- _Work item_
Set down the entries exactly as they appear, apart from the images, which stay out.

---- Records for this task

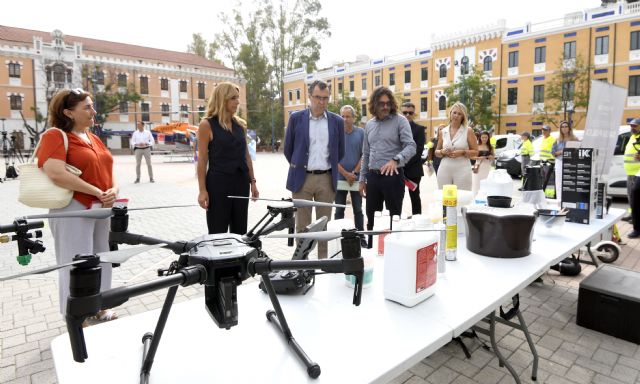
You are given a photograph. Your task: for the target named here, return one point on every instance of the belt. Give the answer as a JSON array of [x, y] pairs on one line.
[[319, 172]]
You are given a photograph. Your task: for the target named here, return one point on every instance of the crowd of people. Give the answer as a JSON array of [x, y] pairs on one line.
[[329, 157]]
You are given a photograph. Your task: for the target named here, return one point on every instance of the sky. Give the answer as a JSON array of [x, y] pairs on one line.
[[374, 28]]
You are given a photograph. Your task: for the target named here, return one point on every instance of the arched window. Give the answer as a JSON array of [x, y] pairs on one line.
[[487, 64], [443, 71], [464, 65]]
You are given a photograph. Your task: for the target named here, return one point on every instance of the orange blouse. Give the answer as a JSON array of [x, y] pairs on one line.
[[95, 160]]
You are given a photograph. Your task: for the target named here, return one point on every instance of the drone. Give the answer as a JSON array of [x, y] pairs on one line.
[[220, 262]]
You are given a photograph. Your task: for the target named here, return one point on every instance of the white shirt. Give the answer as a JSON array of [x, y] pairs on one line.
[[143, 138], [318, 143]]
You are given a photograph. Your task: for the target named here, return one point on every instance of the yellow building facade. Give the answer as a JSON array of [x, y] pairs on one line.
[[520, 61], [174, 86]]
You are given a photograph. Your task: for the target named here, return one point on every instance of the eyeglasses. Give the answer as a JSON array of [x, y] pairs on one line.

--------

- _Output for this exercise_
You are given a photograph. Your task: for the target named here, return one point on every instance of the belt. Give the answer as a JSON array of [x, y] pairs on one line.
[[319, 172]]
You are given a photograph. Your task: for the target named here, return one point on every instance of the crowd of people. Give the answer as a JSON array of [x, y] pairs on one line.
[[329, 157]]
You are given a photograph. Your task: for the target named here, return one point on every instance of the sky. Give the answer as a JSON array of [x, y] pairs on one line.
[[374, 28]]
You are given a photograph. Your task: for the target named here, return one point on every instance of the arched window. Give the answer as a JSON array of [x, y] pairs on one line.
[[487, 64], [443, 71], [464, 65]]
You are given a photograph. Your task: for the target named here, return one point on every instance of the orange blouse. Give the answer as a JSON array of [x, y] pairs on one line.
[[95, 160]]
You are given a photograph. Your task: for the target named here, return one point on every instance of the drone. Give the answer as a JSON array of [x, y] pairs on one line.
[[220, 262]]
You are given a photograph. Your task: for the target named here, return one point on every instance of the white shirt. Give the answer as a JSON array of [x, y] pairs on one line.
[[143, 138], [318, 143]]
You are given a photograph. Your task: for the target named here, return one point on every instance of the yellow building facade. Give the answer as a JSON array of [x, y] pairs on one line.
[[520, 61], [174, 86]]
You are given a photograph. Your task: for the target named here, return one point on every instance of the eyeglasses. Give the answer as a JSON array of [x, y] pairs on one line.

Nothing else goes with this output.